WHAT TO PRODUCE:
From the material below, give the number of lines that hold the string "yellow" and nothing further.

···

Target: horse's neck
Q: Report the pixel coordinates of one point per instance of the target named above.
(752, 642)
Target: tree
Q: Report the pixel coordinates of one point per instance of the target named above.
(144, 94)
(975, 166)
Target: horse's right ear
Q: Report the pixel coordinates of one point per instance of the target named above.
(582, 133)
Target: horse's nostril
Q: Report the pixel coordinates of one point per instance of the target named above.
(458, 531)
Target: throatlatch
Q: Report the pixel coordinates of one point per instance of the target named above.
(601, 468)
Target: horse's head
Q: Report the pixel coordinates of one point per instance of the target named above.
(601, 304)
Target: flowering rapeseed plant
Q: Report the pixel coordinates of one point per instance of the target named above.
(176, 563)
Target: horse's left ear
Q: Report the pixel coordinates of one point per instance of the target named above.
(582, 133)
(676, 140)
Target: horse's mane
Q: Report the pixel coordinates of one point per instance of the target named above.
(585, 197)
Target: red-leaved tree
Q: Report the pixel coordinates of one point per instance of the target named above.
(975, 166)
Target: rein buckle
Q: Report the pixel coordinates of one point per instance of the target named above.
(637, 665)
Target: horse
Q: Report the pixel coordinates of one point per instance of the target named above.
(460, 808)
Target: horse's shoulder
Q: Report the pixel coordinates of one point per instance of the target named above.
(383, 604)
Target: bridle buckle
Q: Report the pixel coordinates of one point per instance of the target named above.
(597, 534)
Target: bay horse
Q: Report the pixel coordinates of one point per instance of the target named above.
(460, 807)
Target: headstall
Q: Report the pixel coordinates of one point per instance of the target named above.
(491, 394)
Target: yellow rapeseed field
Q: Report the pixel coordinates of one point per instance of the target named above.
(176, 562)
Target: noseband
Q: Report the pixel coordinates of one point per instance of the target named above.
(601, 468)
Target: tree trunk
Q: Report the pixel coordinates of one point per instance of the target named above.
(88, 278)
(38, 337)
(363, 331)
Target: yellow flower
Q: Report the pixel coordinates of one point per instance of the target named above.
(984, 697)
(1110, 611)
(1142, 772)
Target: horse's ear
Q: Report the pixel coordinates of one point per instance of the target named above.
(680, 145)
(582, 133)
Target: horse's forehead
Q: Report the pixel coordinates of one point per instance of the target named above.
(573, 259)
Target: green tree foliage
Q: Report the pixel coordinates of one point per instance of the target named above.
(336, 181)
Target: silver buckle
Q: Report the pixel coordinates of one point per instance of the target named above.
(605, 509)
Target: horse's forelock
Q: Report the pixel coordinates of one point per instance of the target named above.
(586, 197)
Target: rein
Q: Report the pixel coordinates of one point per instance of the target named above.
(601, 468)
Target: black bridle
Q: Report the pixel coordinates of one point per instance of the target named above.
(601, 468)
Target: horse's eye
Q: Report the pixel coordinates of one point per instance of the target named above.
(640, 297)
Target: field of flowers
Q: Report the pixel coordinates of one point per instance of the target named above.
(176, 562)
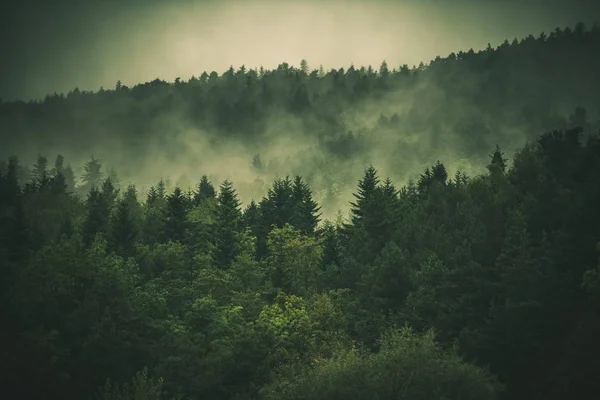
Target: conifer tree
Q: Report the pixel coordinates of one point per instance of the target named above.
(206, 190)
(227, 225)
(176, 216)
(92, 176)
(96, 216)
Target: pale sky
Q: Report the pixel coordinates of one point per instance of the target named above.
(48, 46)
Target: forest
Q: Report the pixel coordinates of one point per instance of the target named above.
(415, 233)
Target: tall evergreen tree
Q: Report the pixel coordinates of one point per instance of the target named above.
(96, 216)
(227, 225)
(92, 175)
(176, 216)
(206, 190)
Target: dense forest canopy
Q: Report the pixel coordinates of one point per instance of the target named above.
(326, 126)
(182, 241)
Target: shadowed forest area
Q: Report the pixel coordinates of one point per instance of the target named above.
(403, 233)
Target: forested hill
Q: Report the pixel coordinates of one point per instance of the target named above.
(452, 286)
(325, 126)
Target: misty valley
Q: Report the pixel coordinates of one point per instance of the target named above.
(402, 233)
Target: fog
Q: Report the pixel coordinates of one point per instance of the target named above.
(97, 45)
(55, 47)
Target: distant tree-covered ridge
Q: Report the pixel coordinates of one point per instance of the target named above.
(323, 125)
(452, 286)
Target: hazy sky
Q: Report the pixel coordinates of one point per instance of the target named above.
(48, 46)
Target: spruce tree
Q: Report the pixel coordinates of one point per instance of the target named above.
(227, 225)
(206, 190)
(176, 216)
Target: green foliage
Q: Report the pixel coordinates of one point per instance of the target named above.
(275, 301)
(408, 366)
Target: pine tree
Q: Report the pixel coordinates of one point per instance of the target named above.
(365, 196)
(206, 190)
(305, 217)
(40, 175)
(123, 229)
(96, 216)
(92, 176)
(110, 193)
(176, 216)
(227, 225)
(251, 218)
(498, 162)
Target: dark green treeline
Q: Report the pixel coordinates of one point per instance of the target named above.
(455, 287)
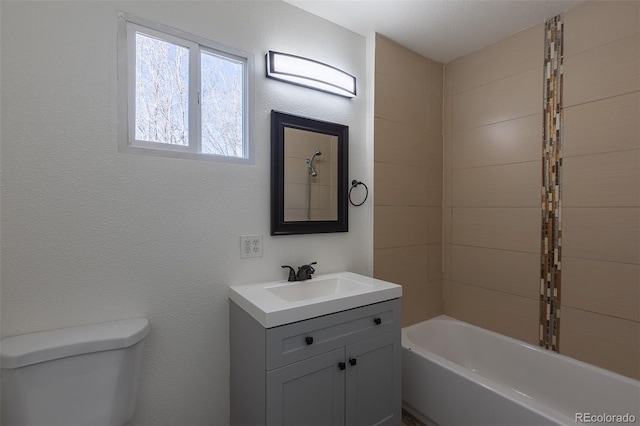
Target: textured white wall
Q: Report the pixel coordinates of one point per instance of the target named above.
(91, 235)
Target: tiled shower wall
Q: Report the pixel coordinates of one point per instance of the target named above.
(492, 180)
(408, 177)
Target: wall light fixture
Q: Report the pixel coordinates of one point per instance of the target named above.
(309, 73)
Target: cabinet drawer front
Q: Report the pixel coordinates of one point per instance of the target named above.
(294, 342)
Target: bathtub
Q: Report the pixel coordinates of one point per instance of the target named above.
(454, 373)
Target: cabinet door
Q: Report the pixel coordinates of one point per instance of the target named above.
(373, 389)
(308, 392)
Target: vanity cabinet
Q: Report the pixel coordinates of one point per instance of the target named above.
(337, 369)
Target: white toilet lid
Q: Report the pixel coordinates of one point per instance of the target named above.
(32, 348)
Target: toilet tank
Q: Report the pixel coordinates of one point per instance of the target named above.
(85, 375)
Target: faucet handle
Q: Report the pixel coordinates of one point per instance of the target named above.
(292, 273)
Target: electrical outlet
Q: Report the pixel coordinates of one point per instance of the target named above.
(250, 246)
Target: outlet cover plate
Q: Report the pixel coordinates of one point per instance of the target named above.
(250, 246)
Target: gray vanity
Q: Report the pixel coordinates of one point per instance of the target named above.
(322, 352)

···

SOLUTION TO THE EXERCISE:
2